## BEGIN Task data

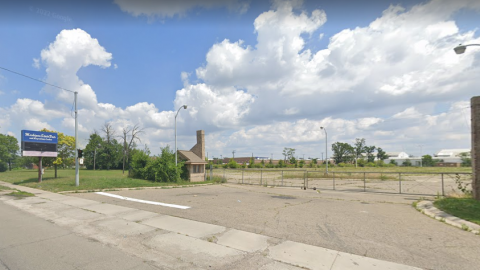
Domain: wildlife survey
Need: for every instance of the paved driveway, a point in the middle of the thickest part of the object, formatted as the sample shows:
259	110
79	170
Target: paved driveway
381	226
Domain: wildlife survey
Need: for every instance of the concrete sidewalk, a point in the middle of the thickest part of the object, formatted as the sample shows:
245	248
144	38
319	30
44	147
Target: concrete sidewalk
176	243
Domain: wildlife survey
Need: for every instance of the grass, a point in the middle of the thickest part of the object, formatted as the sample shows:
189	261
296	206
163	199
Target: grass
351	173
4	188
464	208
396	169
89	180
20	194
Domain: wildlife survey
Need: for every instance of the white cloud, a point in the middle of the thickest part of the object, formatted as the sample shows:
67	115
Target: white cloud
168	8
36	63
72	50
381	82
408	113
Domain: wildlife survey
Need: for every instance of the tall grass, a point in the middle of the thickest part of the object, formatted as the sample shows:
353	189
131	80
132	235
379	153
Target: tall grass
89	180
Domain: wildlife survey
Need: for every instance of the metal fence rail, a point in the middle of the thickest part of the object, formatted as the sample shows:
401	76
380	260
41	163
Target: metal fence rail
417	183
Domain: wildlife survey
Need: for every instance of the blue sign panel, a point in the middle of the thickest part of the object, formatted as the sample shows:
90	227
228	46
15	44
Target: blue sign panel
39	136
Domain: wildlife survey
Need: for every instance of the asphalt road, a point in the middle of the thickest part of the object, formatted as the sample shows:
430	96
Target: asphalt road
29	242
381	226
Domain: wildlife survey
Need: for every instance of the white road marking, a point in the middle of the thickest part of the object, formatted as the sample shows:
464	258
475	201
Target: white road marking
142	201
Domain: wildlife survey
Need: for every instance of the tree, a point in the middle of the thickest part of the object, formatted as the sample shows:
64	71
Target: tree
466	159
129	137
302	163
8	150
342	152
111	148
427	161
65	149
251	162
92	150
232	164
289	153
369	151
381	155
359	147
407	163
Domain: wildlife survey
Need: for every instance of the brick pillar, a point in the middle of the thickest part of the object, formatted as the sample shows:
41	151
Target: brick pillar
475	109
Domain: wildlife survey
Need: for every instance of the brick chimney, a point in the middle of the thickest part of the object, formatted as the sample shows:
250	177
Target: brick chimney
199	148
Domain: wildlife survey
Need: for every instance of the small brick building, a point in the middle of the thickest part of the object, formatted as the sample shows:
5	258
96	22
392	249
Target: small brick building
195	159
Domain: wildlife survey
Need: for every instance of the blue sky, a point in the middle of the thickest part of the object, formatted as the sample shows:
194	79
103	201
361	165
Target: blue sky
307	64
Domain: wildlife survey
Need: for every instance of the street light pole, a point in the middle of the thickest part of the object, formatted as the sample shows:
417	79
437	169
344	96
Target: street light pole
475	129
421	161
326	149
77	174
185	107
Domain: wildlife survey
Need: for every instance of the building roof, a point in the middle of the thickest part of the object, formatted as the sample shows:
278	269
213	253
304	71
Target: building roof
451	152
191	157
395	154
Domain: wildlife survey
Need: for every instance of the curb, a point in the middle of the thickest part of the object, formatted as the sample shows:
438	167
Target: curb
427	208
132	188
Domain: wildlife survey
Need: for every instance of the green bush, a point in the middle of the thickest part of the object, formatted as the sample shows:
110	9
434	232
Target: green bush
160	168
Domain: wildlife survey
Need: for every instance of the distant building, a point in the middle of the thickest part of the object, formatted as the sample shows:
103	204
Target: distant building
451	153
396	155
195	159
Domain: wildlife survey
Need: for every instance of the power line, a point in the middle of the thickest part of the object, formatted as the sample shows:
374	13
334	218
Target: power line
36	79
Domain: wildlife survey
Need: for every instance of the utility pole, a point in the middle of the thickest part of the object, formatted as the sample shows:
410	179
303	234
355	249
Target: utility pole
77	174
421	146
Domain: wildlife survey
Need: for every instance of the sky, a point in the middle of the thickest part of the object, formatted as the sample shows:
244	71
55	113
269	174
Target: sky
256	76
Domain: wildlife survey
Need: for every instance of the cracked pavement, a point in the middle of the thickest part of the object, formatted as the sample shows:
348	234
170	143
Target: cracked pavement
381	226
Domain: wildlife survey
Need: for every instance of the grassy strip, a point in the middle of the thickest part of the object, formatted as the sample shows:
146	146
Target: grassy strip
4	188
20	194
464	208
89	180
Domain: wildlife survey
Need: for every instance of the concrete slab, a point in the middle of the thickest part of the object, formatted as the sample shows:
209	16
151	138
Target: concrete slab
137	215
351	261
52	196
77	201
80	214
52	206
199	253
108	209
279	266
245	241
303	255
184	226
123	227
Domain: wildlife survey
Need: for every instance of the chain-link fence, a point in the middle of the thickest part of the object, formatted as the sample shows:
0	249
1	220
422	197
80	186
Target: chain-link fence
441	183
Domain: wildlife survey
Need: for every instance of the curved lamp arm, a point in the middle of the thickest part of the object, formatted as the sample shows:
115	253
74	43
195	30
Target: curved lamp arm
461	48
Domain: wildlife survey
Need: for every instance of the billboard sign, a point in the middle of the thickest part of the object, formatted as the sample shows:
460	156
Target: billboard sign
39	143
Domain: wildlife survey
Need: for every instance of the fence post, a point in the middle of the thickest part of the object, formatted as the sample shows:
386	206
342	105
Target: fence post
364	183
333	180
282	178
443	187
400	183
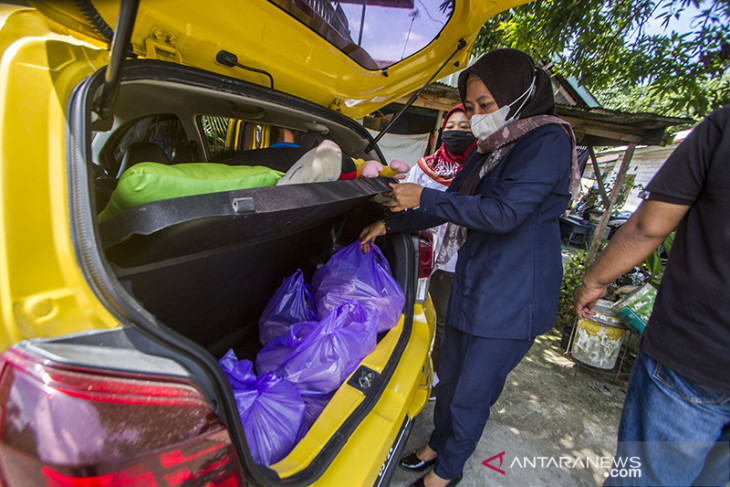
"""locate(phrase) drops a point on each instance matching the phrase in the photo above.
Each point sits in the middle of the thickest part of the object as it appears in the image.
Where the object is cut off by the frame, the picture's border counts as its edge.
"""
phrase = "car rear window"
(374, 33)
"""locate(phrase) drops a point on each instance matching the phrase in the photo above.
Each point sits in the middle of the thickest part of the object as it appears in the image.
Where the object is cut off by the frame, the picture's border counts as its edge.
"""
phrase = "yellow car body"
(45, 288)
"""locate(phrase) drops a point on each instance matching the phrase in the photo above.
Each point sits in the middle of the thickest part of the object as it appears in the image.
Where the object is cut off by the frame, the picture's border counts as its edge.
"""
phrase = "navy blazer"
(509, 270)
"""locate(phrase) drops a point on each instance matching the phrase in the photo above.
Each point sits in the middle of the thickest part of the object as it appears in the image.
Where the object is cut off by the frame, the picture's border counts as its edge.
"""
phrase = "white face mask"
(485, 124)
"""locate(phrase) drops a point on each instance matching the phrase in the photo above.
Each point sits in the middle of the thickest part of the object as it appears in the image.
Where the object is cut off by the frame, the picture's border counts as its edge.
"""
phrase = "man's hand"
(369, 234)
(403, 196)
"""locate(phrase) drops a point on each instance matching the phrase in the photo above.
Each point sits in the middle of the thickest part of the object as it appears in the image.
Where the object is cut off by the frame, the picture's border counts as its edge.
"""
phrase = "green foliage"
(604, 44)
(575, 267)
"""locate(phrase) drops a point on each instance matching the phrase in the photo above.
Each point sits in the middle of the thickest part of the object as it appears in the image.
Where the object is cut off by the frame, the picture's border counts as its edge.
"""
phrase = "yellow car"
(118, 299)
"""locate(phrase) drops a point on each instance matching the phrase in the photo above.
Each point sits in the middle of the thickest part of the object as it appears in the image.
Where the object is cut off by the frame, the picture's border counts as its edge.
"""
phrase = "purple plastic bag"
(272, 410)
(319, 361)
(291, 303)
(351, 275)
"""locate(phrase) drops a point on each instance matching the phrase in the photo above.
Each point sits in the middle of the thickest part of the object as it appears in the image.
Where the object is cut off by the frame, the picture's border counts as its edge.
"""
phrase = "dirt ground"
(555, 424)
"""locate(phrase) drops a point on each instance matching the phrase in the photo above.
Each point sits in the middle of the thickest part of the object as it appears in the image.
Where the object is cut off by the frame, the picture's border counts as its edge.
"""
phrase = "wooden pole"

## END Task data

- [Aim]:
Find every line in the records above that contains the string "panel", matching case exactly, and copy each of those lines.

- [Final answer]:
Need: for every instance of the blue sign panel, a point in the middle of the thickest part of the object, formatted as the sample shows:
Target: blue sign panel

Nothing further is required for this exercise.